> **给定文段**:
自1949年到“文革”结束,近三十年,欧美文学的译介几乎中止,其间,值木心盛年,唯以早岁的阅读与文学相濡以沫(他因此对五十年代专事俄罗斯文学的推介,甚表好意)。讲课中一再提及的音乐家李梦熊先生,也此等活宝:他俩听说乔伊斯与卡夫卡,但“文革”前夕的大陆,哪里读得到。而早在三四十年代,他们就知悉欧洲出现意识流、意象主义、存在主义等等新潮,之后,对铁幕外的文学景观该是怎样的渴念。浩劫后期,战后文学如“黑色幽默”与“垮掉的一代”,曾有内部译本(如《二十二条军规》),他们当然不会放过,总之,就我所知,五六十年代,各都市,尤其京沪,尚有完全在学院与作协系统之外,嗜书如命、通晓文学的书生。而木心出国前大量私下写作的自我想象、自我期许,竟是遥不可及的西方现代主义。
“文革”初,木心早期作品被抄没。“文革”后,大陆的地下文学与先锋诗,陆续见光,渐渐组入共和国文学史话;现在,这本书揭示了更为隐蔽的角落:整整六十多年目所能及的文学档案中——不论官方还是在野——仍有逍遥漏网的人。
漫长,彻底,与世隔绝,大陆时期的木心没有任何举动试图见光。到纽约后,带着不知餍足的文学的贪婪,他在恢复写作的同时,靠台湾版译本找回被阻隔的现代文学图景,与他早年的阅读相衔接。久居纽约的港台文人对他与世界文学的不隔,咸表惊异,他们无法想象木心与李梦熊在封锁年代的文学苦谈——“出来了,我才真正成熟”,木心如是说——私下,我完全不是可以和他对话的人,他几次叹息,说,你们的学问谈吐哪里及得上当年李梦熊。但木心要说话,要以他所能把握的文学世界,印证自己的成熟,不得已,乃将我们这群人权且当做可以聆听的学生。

> **工作指令**: 把关于木心的文段中从“漫长,彻底,与世隔绝,大陆时”到“群人权且当做可以聆听的学生。”（含首尾两处）的部分再写一遍，并用“无奈之下”替换其中的“不得已”。

[数据节选]
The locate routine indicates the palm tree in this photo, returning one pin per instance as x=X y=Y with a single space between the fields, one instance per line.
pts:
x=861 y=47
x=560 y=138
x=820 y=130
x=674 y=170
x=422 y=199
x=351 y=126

> **练习作答**:
漫长,彻底,与世隔绝,大陆时期的木心没有任何举动试图见光。到纽约后,带着不知餍足的文学的贪婪,他在恢复写作的同时,靠台湾版译本找回被阻隔的现代文学图景,与他早年的阅读相衔接。久居纽约的港台文人对他与世界文学的不隔,咸表惊异,他们无法想象木心与李梦熊在封锁年代的文学苦谈——“出来了,我才真正成熟”,木心如是说——私下,我完全不是可以和他对话的人,他几次叹息,说,你们的学问谈吐哪里及得上当年李梦熊。但木心要说话,要以他所能把握的文学世界,印证自己的成熟,无奈之下,乃将我们这群人权且当做可以聆听的学生。